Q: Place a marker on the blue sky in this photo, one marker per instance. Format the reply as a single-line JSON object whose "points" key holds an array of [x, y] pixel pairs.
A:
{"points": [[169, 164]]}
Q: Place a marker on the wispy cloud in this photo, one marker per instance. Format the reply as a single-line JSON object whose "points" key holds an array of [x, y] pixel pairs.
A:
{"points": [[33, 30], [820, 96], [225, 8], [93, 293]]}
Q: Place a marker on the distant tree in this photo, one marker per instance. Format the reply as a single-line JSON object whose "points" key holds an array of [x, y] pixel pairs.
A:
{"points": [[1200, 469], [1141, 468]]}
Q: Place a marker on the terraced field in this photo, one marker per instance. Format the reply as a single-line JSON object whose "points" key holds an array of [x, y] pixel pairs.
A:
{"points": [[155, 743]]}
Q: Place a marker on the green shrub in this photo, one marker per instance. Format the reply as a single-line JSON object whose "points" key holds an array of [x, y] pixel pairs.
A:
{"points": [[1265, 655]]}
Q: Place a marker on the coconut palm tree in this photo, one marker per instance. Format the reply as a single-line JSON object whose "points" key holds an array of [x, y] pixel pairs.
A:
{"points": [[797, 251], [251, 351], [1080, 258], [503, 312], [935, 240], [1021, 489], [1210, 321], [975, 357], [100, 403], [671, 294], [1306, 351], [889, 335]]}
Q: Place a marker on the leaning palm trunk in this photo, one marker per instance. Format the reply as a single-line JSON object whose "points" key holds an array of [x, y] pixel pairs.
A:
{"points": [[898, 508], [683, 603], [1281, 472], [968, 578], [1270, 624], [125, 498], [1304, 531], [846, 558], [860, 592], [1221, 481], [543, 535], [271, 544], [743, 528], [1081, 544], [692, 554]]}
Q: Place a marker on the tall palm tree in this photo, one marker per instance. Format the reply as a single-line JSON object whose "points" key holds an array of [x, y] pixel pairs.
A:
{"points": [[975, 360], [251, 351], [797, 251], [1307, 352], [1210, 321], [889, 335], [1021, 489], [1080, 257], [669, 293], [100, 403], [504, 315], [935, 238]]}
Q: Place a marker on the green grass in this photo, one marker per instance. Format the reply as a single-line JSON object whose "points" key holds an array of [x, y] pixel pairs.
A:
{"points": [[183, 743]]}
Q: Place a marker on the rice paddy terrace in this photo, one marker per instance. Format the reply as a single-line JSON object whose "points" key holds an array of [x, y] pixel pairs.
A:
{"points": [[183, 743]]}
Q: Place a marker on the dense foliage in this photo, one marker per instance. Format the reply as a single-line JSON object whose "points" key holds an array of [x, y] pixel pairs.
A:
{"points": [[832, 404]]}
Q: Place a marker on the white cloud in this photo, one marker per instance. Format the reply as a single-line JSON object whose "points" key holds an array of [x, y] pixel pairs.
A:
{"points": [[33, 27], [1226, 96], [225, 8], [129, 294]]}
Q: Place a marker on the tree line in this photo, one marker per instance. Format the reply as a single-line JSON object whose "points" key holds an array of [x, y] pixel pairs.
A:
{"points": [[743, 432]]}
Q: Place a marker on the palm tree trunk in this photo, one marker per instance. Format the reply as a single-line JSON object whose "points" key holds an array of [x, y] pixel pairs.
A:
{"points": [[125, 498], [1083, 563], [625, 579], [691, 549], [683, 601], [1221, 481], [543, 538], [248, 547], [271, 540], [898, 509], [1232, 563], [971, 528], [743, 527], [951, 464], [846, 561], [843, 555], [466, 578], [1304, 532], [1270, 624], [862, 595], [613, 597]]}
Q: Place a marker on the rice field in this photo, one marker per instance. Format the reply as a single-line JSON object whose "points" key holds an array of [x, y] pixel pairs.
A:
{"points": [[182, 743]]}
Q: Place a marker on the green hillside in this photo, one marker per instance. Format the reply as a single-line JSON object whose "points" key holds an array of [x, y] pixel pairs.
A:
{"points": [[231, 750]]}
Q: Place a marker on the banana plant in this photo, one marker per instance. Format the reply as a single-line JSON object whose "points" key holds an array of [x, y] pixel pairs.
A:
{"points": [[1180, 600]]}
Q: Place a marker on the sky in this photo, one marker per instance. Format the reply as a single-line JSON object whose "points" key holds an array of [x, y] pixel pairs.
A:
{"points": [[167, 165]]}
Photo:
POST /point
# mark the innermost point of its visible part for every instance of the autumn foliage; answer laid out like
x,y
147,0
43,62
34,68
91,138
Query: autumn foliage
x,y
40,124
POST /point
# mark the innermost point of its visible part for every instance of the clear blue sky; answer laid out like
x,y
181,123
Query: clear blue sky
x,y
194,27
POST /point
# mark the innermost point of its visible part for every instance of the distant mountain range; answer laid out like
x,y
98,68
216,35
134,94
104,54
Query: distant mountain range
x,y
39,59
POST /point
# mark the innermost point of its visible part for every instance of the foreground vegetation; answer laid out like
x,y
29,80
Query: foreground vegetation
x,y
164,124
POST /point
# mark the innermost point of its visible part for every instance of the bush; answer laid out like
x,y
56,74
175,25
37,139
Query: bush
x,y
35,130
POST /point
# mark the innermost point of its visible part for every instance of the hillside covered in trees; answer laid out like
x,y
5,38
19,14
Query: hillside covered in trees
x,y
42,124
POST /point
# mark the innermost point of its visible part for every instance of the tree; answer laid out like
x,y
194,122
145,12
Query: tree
★ ★ ★ ★ ★ ★ ★
What is expected:
Write out the records above again, keeping each one identical to the original.

Completed exercise:
Q: Place a marker on the blue sky in this photo, one marker per instance. Format the reply as a single-line JSON object whose "points" key holds an array of [x, y] pixel pairs.
A:
{"points": [[169, 164]]}
Q: Place a marker on the wispy cloud in this photo, one marker per instance. Format the reply as a single-line JSON object whose "points" key holds an array of [x, y] pixel pairs.
A:
{"points": [[33, 30], [820, 96], [225, 8], [93, 293]]}
Q: Place a marker on the distant tree in this photo, one marker per instance. Format the reply as a single-line JSON object whose "points" key holds an array of [x, y] pixel pairs.
A:
{"points": [[1200, 469], [1141, 468]]}
Q: Place a marker on the terraced field in this photo, one marker per instance. Format the reply as a single-line JSON object whose "points" key holds an array of [x, y] pixel pairs.
A:
{"points": [[155, 743]]}
Q: Place a marker on the green shrub in this photo, one marker per instance. Format the reply as a single-line JSON object whose "points" key holds an array of [x, y] pixel pairs.
A:
{"points": [[1265, 655]]}
Q: Place a marker on the coconut palm tree in this photo, one marker per instance. Format the reply as a single-line JSON object whose "points" key holds an array of [x, y] pixel pairs.
A:
{"points": [[797, 251], [251, 351], [1080, 258], [503, 312], [935, 240], [1021, 489], [1210, 321], [975, 357], [100, 403], [671, 294], [1306, 351], [889, 335]]}
Q: Place a marker on the leaning palm trunk in this photo, one marker per instance. Format the reply as a single-line JSON object whose "points" key holds an array of [x, y] pixel pairs.
A:
{"points": [[898, 508], [683, 603], [1281, 472], [968, 578], [1270, 624], [125, 498], [1304, 531], [846, 558], [860, 592], [1221, 481], [543, 535], [271, 544], [743, 528], [1081, 544], [692, 554]]}
Q: Place a marker on the tall palm tree in this photo, one marker per instance. Format the reply as a single-line JSON object whose "points" key holds an array of [x, y] pixel pairs.
A:
{"points": [[975, 360], [251, 351], [797, 251], [1307, 352], [1210, 321], [889, 335], [1021, 489], [1080, 257], [669, 293], [100, 403], [504, 315], [935, 238]]}
Q: Place a marker on the green grass in this photo, one marker per instance. Format the reply as a single-line JSON object whose "points" key holds an array of [x, y] pixel pairs.
A:
{"points": [[183, 743]]}
Q: Place a marker on the rice paddy terrace in this photo, one marker per instance. Format the reply as a single-line JSON object whose "points" key holds an array of [x, y] pixel pairs.
A:
{"points": [[183, 743]]}
Q: Place a marker on the dense foliage in this photo, one marker per instance. Format the reply as a single-line JSON object whose "points" key holds an array of [x, y] pixel pairs.
A:
{"points": [[832, 404]]}
Q: Place a marker on the white cloud in this photo, one marker per instance. Format the reply as a single-line JSON object whose "points" key holds an array of [x, y] pixel pairs.
A:
{"points": [[33, 27], [1226, 96], [225, 8], [129, 294]]}
Q: Place a marker on the tree line in this photo, one marker per instance. Format the reply as a single-line JSON object whose "points" key holds an array of [x, y] pixel pairs.
A:
{"points": [[743, 432]]}
Q: Place a marker on the palm tree trunk in this photo, one marker per instance. Format the reply as a single-line JSON object whose "points" key holds an array of [x, y] pixel pairs.
A:
{"points": [[125, 498], [1083, 563], [625, 579], [691, 549], [683, 601], [1221, 481], [543, 538], [248, 547], [271, 540], [898, 509], [1232, 563], [971, 528], [743, 527], [951, 464], [846, 561], [843, 555], [466, 578], [1304, 532], [1270, 624], [862, 595], [613, 597]]}
Q: Place a marker on the rice field in this photo, one marker per instance. Format the reply as a single-line JSON object whose "points" key holds an array of [x, y] pixel pairs.
A:
{"points": [[182, 743]]}
Q: Place a marker on the green hillside in this photo, one marker per instance. Format the reply as a single-line JSON object whose "points" key holds an array of [x, y] pixel pairs.
A:
{"points": [[231, 750]]}
Q: Place a marker on the banana plant in this photo, one marker per instance. Format the reply as a single-line JSON object whose "points" key holds an array of [x, y] pixel pairs.
A:
{"points": [[1180, 600]]}
Q: Place a marker on the sky in this photo, one marker per instance. Format the reply as a single-line JSON object whose "points" key holds an array of [x, y] pixel pairs.
A:
{"points": [[167, 165]]}
Photo:
POST /point
# mark the innermost point of its visible part for every instance of the autumn foliage; answer laid out like
x,y
147,0
43,62
34,68
91,138
Query: autumn foliage
x,y
40,124
POST /point
# mark the innermost point of its visible part for every instance of the clear blue sky; answer laid out like
x,y
181,123
Query: clear blue sky
x,y
194,27
POST /point
# mark the innermost point of its visible part for every instance of the distant mountain range; answer laid out like
x,y
98,68
216,35
134,94
104,54
Query: distant mountain range
x,y
39,59
POST /point
# mark the innermost point of its visible part for every instance of the foreground vegetation; answer laid out like
x,y
29,80
Query: foreground vegetation
x,y
164,124
POST /point
# mark the innermost point of its visible part for every instance of the bush; answer laid out like
x,y
56,74
175,25
37,139
Query: bush
x,y
35,130
POST /point
# mark the innermost point of its visible part for every instance of the hillside covered in trees; answer laid out like
x,y
5,38
19,14
Query: hillside covered in trees
x,y
42,124
POST /point
# mark the innermost point of its visible part for every instance of the tree; answer laid out like
x,y
194,122
145,12
Query: tree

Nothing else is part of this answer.